* [GIVEN INSTRUCTION] Carry over the entries below between the lines holding "Where can the spectator" and "180], [235, 258]]", inclusive, keeping each line intact except that every coordinate in the answers is increased by 55. Leave out all other lines.
---+---
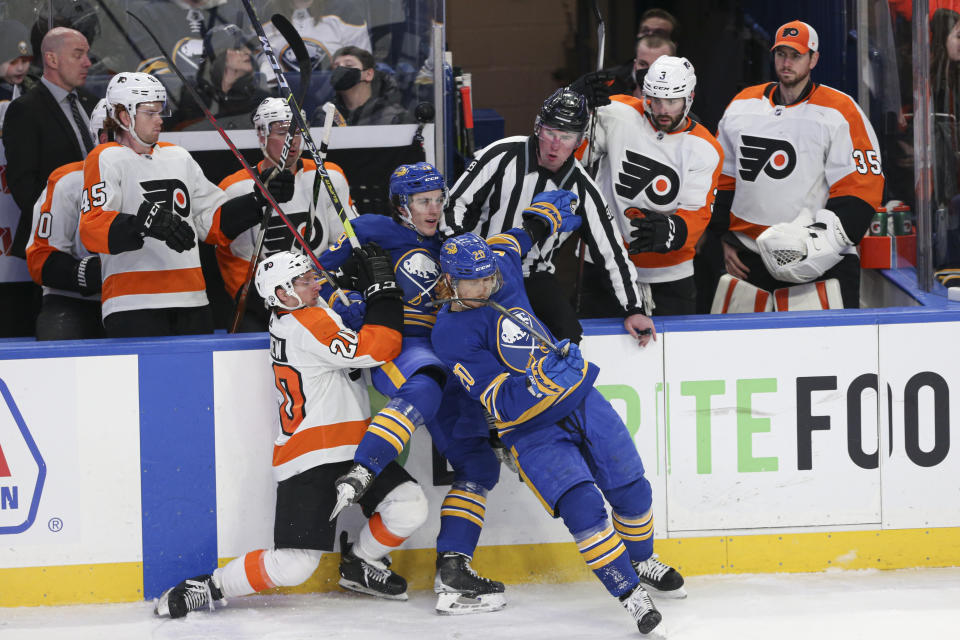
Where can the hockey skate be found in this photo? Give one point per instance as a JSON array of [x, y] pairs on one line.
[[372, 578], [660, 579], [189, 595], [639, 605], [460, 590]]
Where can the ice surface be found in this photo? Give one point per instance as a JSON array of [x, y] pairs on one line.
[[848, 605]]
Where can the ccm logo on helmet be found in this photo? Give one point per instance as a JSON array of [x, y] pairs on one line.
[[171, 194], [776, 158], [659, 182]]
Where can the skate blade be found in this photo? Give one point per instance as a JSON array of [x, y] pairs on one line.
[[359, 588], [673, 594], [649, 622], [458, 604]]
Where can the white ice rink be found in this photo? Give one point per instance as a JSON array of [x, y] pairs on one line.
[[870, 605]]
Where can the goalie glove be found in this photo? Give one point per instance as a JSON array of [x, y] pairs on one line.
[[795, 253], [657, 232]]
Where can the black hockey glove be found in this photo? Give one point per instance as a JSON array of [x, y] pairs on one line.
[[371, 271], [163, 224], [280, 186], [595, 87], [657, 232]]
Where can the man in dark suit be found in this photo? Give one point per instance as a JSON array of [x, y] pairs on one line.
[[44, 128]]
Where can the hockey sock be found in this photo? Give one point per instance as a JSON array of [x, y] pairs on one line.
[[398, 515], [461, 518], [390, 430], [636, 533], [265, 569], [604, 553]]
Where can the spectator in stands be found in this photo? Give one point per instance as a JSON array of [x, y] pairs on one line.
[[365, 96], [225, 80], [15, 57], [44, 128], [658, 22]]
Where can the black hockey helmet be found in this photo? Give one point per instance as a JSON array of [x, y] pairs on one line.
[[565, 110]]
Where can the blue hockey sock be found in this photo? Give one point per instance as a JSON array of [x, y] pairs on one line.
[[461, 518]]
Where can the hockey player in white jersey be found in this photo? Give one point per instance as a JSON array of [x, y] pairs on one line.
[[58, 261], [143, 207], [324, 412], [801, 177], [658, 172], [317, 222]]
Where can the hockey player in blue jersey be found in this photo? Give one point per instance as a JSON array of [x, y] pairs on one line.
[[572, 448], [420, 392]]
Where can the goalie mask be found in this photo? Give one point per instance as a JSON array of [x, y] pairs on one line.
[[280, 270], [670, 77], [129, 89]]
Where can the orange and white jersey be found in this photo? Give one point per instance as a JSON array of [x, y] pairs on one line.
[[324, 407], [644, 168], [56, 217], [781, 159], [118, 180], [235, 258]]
---+---
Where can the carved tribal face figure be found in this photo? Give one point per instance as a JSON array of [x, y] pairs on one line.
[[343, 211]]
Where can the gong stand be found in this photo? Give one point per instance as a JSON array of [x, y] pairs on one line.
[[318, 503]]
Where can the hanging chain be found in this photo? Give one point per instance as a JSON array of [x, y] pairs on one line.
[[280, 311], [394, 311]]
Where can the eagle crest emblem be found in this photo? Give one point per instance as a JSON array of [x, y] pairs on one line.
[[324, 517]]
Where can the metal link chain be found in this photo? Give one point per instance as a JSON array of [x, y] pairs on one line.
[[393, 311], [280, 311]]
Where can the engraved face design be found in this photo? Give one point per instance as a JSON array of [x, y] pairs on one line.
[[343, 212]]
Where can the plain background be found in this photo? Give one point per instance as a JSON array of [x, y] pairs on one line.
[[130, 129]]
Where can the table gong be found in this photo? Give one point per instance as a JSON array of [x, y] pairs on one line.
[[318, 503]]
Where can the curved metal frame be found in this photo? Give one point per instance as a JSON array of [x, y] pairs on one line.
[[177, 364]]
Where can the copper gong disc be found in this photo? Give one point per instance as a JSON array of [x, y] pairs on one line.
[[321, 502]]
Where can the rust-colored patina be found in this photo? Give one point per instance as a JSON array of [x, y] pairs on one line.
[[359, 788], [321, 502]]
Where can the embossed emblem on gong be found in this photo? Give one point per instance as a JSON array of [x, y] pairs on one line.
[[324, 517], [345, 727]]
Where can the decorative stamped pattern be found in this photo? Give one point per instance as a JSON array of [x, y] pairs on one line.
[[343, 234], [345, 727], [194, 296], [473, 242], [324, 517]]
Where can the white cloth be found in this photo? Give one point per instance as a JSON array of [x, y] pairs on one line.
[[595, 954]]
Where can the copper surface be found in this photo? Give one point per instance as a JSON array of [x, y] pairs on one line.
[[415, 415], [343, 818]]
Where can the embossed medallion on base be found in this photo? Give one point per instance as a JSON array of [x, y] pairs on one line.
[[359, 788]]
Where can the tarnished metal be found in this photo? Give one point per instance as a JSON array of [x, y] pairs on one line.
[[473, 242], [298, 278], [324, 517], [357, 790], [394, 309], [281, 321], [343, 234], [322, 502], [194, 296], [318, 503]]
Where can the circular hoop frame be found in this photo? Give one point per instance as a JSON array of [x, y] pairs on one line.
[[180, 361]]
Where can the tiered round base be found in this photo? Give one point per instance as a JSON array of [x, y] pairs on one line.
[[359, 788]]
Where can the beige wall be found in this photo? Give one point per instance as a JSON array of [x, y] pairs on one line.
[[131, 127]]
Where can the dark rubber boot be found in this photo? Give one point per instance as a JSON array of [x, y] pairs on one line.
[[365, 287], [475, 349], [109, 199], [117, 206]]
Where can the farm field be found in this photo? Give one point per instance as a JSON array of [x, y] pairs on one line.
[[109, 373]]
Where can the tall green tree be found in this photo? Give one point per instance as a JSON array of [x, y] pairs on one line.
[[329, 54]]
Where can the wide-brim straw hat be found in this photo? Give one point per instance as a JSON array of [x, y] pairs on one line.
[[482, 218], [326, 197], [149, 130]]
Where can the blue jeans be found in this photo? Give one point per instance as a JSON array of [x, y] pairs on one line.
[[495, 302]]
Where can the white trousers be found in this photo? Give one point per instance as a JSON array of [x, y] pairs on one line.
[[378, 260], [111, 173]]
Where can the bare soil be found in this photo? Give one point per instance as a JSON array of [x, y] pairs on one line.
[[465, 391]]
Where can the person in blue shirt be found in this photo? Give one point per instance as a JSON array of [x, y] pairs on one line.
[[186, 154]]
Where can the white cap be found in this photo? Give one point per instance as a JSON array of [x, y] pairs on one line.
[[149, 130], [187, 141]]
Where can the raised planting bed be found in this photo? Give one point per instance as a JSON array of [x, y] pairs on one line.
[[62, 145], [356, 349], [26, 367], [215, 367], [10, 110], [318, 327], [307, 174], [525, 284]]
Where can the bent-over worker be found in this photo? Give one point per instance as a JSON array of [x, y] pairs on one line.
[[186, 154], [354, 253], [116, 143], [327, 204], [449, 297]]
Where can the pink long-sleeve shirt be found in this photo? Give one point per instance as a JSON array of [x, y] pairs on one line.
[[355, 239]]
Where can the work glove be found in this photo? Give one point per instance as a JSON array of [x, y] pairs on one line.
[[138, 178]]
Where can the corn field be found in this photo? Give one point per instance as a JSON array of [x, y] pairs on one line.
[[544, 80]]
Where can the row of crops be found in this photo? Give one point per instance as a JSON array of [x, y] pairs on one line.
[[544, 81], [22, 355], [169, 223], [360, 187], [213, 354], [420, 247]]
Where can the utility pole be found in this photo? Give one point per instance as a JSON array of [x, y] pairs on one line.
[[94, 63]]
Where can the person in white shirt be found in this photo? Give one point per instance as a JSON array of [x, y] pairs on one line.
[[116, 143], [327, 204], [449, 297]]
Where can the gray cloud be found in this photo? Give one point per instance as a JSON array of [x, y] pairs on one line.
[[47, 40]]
---+---
* [EXPECTED ANSWER]
Where can the spectator in stands be found in this photo? Give one point per instance as a JSON array of [x, y] pairs on one line.
[[420, 151], [280, 135], [70, 112], [99, 183], [713, 77]]
Where can the black hockey helmet be found in this photo? Give one point per instance as a JSON array of [x, y] pairs on one line.
[[620, 165]]
Where can the blue hockey sock be found in this photo? Give one point per instance as a JSON array of [x, y] pairs on one line.
[[516, 573]]
Where can the hockey player in white jersey be found in this photo? Give one point per instance as a JSON array of [x, y] pairs on one line.
[[113, 316], [198, 262], [379, 467], [856, 232], [713, 227], [372, 277]]
Where can the hockey player in blue jersey be found in this photo? Give one point per instance as a JSON array of [x, y] pairs on one line.
[[627, 503], [475, 447]]
Where can the goalie mask be found in this photo? Give one point per instance as a JSON array of [x, y] pairs on one line.
[[335, 325], [725, 132], [184, 144]]
Where can the orange and white jersey be found in this photo? Give one point per instance as a JSON array of [x, y] pairs on one line.
[[379, 462], [699, 223], [111, 272], [836, 214], [173, 235], [290, 313]]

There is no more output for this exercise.